* Material for this task *

• • • •

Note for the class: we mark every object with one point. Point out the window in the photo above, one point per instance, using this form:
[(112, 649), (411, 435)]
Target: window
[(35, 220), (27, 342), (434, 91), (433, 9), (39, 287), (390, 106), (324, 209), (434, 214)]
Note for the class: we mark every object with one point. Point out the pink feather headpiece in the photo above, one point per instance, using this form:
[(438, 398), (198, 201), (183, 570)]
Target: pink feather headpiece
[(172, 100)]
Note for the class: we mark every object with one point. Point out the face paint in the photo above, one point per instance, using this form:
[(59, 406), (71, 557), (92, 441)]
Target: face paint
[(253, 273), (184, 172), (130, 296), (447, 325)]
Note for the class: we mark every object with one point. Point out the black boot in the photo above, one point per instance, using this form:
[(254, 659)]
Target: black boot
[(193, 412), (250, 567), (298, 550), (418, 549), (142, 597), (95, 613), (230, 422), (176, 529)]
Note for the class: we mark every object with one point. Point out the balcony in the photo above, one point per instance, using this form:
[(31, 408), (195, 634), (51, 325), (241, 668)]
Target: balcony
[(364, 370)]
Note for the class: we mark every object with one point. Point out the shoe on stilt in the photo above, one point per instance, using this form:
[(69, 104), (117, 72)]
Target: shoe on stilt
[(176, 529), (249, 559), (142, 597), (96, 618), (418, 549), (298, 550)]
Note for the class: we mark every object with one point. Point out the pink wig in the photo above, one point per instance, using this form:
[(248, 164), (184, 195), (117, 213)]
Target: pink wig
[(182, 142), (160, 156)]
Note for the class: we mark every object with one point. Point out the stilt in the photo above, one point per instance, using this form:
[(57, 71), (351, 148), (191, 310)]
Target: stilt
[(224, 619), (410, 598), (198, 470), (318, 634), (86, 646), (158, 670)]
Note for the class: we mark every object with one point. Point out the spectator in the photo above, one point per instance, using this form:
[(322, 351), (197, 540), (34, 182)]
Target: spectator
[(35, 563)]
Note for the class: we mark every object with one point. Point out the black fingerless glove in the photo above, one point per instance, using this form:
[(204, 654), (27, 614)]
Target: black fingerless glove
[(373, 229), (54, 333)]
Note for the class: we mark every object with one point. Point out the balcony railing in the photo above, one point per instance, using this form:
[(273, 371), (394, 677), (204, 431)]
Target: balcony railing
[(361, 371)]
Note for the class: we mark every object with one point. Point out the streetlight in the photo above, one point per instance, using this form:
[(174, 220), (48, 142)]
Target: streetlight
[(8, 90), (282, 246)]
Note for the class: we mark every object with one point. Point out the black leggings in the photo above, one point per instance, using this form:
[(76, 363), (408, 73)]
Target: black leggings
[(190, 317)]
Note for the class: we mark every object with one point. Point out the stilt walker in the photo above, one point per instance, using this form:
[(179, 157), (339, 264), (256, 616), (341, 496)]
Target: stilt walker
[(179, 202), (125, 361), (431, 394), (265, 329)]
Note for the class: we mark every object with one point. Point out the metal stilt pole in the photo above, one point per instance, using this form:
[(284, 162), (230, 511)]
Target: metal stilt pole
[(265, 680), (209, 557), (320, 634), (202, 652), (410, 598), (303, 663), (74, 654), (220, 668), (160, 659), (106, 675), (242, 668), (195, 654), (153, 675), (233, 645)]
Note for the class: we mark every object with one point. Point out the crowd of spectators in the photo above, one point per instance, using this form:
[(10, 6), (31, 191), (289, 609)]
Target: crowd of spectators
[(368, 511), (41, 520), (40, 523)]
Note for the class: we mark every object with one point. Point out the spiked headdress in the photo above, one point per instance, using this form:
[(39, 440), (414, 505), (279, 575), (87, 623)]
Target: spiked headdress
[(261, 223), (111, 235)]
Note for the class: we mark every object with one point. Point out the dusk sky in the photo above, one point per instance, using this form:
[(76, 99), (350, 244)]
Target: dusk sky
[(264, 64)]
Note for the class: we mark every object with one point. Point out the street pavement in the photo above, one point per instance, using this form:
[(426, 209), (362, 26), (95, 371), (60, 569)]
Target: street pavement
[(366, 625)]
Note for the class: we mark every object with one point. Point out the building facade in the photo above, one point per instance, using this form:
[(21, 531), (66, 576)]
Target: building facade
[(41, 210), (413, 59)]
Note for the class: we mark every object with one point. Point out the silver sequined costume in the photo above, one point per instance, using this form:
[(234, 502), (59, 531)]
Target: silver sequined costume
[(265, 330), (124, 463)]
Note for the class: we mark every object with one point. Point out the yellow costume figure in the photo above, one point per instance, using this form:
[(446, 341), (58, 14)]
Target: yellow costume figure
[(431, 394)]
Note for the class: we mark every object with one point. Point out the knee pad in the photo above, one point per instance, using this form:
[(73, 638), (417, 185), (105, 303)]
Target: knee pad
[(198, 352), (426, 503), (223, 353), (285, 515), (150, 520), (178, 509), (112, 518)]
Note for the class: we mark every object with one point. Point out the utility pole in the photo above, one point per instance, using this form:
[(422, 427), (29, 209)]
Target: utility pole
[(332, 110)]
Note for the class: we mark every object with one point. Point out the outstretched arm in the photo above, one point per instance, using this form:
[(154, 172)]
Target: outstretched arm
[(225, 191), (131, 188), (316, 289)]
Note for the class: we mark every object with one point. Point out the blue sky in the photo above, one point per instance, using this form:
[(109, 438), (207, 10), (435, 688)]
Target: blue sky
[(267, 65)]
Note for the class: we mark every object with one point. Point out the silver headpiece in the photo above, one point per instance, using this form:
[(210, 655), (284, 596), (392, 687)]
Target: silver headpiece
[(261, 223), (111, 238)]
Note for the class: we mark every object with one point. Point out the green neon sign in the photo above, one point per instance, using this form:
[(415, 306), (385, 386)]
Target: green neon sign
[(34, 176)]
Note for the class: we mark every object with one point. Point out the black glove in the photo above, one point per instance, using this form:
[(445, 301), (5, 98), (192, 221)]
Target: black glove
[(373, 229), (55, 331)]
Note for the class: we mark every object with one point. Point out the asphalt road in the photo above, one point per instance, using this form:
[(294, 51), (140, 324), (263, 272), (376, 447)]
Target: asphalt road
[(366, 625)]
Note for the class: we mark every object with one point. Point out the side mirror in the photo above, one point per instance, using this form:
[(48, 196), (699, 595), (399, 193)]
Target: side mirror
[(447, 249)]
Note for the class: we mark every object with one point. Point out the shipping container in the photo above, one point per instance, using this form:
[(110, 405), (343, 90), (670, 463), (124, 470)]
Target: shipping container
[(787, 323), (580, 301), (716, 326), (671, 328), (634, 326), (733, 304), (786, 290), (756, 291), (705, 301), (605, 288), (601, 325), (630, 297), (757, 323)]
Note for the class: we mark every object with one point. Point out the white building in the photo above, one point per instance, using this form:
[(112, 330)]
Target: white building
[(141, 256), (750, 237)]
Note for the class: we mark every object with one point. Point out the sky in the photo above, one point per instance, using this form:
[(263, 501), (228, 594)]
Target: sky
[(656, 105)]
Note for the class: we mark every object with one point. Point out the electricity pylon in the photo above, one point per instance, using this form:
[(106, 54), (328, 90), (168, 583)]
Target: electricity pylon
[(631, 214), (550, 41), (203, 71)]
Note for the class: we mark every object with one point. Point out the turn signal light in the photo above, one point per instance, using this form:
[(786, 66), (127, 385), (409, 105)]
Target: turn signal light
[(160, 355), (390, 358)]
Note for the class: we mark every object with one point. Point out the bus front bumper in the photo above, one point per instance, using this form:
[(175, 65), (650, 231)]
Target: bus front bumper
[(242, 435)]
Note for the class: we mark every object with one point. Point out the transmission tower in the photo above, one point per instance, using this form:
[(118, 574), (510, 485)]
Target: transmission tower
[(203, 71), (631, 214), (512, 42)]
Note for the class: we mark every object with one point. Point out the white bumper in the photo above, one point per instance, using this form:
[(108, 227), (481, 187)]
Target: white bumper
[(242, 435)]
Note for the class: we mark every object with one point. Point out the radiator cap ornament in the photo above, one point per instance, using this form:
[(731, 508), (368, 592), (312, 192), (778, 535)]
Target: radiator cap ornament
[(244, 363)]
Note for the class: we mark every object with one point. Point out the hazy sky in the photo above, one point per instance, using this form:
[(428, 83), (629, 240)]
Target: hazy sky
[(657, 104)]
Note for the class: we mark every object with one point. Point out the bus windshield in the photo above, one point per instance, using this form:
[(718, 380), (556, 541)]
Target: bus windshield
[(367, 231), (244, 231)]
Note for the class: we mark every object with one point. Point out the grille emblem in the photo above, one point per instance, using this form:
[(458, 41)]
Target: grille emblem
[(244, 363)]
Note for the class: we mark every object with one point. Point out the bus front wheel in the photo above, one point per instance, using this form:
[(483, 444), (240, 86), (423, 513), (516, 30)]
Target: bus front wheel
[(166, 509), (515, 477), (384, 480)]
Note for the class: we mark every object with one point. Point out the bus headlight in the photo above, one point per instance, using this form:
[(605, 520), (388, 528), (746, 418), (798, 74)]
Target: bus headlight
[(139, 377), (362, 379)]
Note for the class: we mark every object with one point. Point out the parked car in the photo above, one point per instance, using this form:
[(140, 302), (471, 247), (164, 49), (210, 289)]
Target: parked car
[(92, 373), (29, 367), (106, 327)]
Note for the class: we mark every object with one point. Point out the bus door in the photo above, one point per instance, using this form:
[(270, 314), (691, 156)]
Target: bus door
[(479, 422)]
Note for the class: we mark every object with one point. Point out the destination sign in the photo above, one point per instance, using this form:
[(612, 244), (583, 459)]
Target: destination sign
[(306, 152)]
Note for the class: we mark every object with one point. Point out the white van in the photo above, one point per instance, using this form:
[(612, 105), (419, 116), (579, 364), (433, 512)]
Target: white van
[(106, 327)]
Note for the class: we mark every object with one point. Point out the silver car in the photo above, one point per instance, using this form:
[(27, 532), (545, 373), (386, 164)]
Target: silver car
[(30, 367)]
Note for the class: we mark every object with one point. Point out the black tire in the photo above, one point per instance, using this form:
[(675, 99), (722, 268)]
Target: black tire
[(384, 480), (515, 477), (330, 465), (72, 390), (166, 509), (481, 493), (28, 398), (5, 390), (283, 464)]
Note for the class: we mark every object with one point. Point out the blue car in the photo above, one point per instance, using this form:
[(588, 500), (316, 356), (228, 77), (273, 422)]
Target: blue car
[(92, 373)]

• • • •

* Task to complete *
Every line above from the line with "[(73, 638), (417, 185), (105, 303)]" to the line with "[(154, 172)]", inclusive, must be returned exactly; no other line belongs in the reply.

* Response *
[(73, 638), (417, 185), (105, 303)]
Target: knee pad
[(198, 352), (426, 503), (223, 353), (285, 515), (150, 520), (178, 509), (112, 518)]
Note for the class: we mark every object with one point. Point out the utility pole in the photo above, one point per instance, using this form:
[(422, 427), (29, 209)]
Target: utility pole
[(332, 110)]
Note for the class: we mark every object with one point. Point out the outstretched arm in the photo above, one point per instance, using this form:
[(154, 172)]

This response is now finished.